RAW_METADATA_MAGIC_NUMBER is used to identify whether this feature is on,
and the message is handled by this feature.

RAW_METADATA_SIZE is added for this feature, and records the size of the
serialised raw Message metadata content.

RAW_METADATA is the serialised raw Message metadata content.

“HEADERS_AND_PAYLOAD” is the original ByteBuf data that contains metadata
and payload.

We put the new added fields before instead of after "HEADERS_AND_PAYLOAD"
 here, this is because

- Firstly , the “raw Message metadata” is an addition for origin protocol
and it can support this new feature without much modification for origin
wire protocol, especially it does not need to serialize/deserialize for the
protobuf-ed `MessageMetadata` build from producer.
- Secondly, if we put new fields after "HEADERS_AND_PAYLOAD" , we can't
know where the offset for new added fields since we don't know the the
length of "PAYLOAD", and also, fields after "PAYLOAD" will change the CRC32
checksum which means we need to recalculate the checksum one more time.

##############################

The task:
For each statement, say yes or no depending on whether it agrees with the text on raw metadata fields, and quote the words from that text that decide it.
1. RAW_METADATA_SIZE records the size of the serialised raw Message metadata content.
2. The new fields are placed after "HEADERS_AND_PAYLOAD".
3. Adding fields after the payload would alter the CRC32 checksum.
The entries that come next are separate from the text on raw metadata fields.

Extracted records:
##############################

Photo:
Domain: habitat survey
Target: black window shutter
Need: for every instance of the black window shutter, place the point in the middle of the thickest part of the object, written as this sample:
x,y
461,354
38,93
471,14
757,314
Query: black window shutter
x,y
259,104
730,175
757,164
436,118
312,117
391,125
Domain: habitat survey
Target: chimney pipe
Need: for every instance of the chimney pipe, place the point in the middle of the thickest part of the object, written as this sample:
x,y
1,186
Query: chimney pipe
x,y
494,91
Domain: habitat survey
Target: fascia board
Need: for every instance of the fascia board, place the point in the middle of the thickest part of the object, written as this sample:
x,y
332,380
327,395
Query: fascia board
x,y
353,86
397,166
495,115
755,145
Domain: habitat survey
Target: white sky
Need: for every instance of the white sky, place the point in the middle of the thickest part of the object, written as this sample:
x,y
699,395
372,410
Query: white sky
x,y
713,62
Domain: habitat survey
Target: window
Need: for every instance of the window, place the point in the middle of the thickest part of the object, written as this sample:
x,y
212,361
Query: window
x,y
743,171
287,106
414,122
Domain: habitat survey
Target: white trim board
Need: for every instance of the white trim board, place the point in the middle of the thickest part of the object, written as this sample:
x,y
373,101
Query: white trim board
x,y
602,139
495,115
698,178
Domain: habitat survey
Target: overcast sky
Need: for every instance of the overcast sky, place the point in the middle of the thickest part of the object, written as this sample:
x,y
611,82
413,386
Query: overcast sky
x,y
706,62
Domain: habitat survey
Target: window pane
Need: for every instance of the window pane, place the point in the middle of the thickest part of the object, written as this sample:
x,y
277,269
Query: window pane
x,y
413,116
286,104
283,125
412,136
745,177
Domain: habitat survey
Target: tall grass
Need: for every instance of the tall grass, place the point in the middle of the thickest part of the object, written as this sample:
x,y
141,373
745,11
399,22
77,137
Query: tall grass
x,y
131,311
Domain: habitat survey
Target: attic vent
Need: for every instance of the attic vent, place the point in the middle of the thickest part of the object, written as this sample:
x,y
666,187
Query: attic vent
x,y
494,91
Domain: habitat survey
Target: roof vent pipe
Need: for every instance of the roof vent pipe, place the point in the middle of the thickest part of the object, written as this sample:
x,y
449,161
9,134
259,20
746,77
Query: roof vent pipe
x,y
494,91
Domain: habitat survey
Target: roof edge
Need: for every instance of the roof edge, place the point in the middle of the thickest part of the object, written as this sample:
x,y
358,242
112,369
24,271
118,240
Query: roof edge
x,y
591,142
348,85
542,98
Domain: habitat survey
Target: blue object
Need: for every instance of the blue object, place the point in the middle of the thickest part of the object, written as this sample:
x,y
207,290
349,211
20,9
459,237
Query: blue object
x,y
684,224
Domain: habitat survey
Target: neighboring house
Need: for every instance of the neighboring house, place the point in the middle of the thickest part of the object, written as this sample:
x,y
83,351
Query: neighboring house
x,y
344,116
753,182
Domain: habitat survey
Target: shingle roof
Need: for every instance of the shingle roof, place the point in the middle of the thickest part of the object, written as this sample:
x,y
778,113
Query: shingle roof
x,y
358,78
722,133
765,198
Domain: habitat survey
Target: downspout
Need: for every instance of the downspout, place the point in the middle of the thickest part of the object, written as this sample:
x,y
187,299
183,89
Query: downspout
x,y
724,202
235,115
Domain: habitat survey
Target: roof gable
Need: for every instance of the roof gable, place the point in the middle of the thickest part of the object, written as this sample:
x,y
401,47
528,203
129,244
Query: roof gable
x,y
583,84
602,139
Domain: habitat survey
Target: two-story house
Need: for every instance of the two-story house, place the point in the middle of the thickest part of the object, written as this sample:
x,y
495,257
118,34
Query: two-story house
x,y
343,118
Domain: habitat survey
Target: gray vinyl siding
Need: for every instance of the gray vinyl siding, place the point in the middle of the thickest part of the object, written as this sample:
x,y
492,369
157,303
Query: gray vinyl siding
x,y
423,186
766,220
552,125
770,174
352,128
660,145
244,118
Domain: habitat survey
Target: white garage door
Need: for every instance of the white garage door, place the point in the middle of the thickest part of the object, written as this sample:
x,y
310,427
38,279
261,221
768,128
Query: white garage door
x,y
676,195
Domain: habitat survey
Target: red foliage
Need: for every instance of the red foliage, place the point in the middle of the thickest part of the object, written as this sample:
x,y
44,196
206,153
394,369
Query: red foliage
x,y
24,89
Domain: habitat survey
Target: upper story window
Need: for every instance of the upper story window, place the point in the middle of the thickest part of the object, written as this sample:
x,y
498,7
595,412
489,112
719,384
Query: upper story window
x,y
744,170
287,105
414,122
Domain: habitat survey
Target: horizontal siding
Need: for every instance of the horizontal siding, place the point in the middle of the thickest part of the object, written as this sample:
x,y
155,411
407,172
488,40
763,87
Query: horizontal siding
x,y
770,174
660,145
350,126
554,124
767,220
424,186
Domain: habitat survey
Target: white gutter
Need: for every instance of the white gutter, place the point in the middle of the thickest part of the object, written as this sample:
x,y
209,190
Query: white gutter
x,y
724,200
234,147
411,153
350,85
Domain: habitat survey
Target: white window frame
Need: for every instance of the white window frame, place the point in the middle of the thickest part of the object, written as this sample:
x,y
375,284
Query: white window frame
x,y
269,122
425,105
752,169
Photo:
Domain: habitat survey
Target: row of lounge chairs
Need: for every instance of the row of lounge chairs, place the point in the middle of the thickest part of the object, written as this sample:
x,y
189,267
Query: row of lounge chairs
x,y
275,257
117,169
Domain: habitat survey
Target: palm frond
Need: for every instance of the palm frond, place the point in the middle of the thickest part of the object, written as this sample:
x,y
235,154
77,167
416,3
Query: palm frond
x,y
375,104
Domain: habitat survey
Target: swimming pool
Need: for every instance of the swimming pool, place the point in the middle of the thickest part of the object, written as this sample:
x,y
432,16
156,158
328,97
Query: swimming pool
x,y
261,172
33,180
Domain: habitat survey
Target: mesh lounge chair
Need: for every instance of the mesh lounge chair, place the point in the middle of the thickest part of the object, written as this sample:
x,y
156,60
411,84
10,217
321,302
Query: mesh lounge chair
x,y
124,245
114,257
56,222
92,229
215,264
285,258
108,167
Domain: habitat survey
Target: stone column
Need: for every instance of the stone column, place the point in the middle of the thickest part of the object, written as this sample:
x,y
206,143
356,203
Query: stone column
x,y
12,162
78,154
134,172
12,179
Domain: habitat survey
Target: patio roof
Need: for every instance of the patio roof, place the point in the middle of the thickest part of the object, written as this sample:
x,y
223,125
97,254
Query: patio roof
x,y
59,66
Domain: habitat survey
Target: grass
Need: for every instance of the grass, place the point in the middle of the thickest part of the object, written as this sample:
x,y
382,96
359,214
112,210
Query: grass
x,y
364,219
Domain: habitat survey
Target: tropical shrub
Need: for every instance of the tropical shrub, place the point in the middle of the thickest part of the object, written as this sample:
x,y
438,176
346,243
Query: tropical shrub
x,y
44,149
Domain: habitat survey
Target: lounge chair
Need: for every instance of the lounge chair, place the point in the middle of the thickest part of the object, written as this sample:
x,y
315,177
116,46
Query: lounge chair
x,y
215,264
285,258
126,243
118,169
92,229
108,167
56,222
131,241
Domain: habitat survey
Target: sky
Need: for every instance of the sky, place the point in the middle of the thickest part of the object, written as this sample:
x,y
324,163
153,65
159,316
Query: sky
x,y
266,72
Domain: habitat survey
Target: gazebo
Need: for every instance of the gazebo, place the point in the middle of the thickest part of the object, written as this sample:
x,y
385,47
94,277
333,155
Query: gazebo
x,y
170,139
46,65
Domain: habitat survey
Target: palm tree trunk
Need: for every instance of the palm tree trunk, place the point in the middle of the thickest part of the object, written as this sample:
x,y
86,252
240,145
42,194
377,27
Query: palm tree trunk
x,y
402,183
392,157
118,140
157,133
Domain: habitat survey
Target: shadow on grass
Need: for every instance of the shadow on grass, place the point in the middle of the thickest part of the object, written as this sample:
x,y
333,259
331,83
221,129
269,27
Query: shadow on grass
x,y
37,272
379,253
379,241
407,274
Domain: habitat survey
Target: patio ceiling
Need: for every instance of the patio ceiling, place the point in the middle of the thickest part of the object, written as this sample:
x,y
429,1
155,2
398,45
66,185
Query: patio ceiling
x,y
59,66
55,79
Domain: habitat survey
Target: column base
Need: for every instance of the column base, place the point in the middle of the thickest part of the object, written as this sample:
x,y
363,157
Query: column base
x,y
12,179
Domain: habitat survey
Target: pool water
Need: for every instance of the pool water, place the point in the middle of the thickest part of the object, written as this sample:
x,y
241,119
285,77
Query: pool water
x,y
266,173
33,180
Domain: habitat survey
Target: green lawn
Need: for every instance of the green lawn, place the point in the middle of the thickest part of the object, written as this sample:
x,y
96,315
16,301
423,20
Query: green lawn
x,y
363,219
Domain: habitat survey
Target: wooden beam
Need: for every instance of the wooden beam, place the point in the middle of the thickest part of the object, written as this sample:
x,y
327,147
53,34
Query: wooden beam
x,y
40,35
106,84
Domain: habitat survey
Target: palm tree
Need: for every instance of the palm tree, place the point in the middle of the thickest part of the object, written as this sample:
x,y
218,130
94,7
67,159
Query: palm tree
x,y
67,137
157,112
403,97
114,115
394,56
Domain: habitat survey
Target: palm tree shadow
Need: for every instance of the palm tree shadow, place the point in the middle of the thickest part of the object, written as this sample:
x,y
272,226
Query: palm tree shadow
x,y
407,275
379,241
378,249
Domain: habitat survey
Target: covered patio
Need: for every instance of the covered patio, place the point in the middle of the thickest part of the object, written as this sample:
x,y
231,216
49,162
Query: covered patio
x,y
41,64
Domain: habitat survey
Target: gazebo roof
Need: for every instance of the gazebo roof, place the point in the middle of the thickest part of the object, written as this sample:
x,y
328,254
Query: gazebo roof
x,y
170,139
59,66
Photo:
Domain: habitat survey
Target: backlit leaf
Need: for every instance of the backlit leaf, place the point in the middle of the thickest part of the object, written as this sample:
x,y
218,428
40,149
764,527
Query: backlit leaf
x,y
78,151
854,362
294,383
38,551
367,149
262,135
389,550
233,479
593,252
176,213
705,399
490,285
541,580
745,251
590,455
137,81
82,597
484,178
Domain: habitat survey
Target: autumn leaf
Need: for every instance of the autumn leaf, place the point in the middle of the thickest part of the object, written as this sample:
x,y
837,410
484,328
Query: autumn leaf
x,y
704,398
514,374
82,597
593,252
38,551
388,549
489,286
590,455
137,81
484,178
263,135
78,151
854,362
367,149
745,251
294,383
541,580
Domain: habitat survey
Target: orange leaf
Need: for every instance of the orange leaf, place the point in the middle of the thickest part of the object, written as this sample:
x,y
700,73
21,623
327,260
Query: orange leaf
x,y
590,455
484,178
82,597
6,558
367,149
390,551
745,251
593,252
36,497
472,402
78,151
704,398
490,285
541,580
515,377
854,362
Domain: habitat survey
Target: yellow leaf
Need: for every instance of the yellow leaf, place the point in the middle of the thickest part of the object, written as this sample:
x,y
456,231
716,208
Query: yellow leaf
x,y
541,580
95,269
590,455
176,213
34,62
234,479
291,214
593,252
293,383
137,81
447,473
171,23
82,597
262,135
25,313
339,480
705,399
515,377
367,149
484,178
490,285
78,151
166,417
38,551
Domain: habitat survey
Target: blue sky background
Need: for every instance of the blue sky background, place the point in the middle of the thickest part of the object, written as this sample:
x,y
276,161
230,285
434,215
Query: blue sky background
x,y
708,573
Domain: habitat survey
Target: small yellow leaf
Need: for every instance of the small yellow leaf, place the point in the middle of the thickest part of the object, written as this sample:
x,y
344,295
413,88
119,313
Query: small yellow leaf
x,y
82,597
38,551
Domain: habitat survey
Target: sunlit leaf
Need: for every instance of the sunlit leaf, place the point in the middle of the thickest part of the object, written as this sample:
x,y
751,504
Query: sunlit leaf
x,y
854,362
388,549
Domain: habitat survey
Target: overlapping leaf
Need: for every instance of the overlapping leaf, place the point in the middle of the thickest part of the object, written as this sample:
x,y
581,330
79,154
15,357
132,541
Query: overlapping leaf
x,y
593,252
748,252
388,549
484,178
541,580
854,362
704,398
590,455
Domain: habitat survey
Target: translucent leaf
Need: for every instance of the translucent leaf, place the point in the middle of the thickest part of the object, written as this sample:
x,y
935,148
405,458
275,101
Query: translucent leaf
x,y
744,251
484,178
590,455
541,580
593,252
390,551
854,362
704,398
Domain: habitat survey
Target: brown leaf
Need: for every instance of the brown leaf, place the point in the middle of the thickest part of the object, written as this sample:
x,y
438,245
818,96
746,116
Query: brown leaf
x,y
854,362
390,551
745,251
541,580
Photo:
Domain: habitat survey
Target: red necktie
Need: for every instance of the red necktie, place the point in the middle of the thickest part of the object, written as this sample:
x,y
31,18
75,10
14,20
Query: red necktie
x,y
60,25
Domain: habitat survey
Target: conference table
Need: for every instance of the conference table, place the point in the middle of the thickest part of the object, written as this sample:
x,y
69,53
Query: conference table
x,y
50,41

##############################

Solution for this problem:
1. Yes: "records the size of the serialised raw Message metadata content"
2. No: "before instead of after"
3. Yes: "will change the CRC32 checksum"